- _CONSIGNE_
Relevez toutes les personnes nommées dans l'extrait ci-dessous sur le film Pour toujours les Canadiens.

- _EXTRAIT DU DOCUMENT_
----------
Ce qui se passe dans le vestiaire se doit de rester dans le vestiaire. Bref, une douleur critique au niveau de l'embargo, infligée par le distributeur TVA Films, nous empêche de vous tendre d'un bras meurtri (par un vaccin) le flambeau de notre commotion cérébrale.

Le long métrage sur les 100 ans de sollicitude de la sainte Flanelle, une présentation de La Cage aux Sports (pas de farce), prendra d'assaut les écrans grands de la Belle Province le 4 décembre. Toute critique est interdite jusque-là. Les journalistes qui ont vu le film hier ont promis, à l'instar de Jacques Lemaire, de se fermer la «trappe».

Sans compter dans mon filet, j'oserai dire que dans mon livre à moi, Pour toujours les Canadiens, promo de 1 h 30 déguisée en film, manque cruellement de synchronisme, tel un Larry Robinson en fin de carrière ratant son tir frappé de la ligne bleue. La machine grince de partout et les passes de bâton à bâton sont rares, comme dirait Jacques Martin.
----------
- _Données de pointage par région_

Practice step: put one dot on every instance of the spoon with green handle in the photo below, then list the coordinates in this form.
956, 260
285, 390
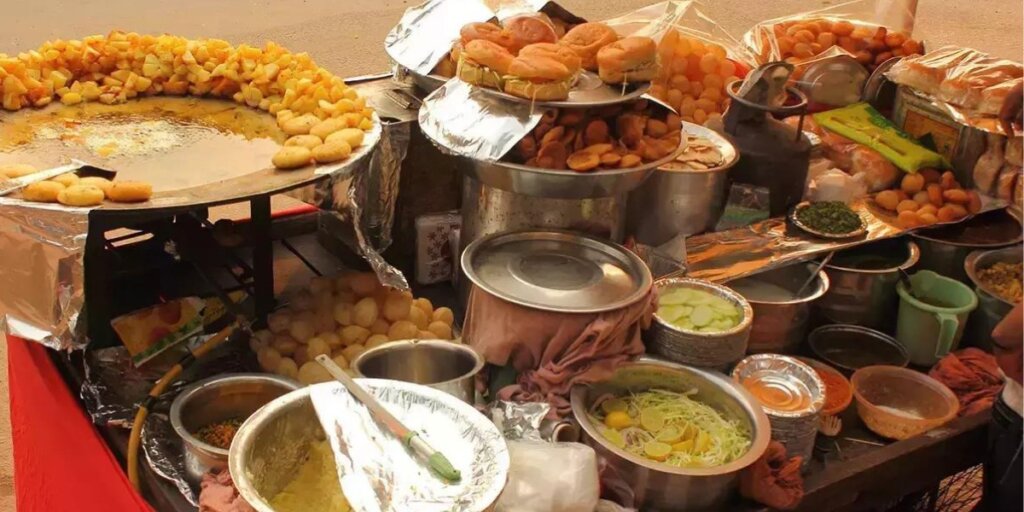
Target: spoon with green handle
434, 459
----------
- _CORRIGÉ_
Jacques Lemaire, Larry Robinson, Jacques Martin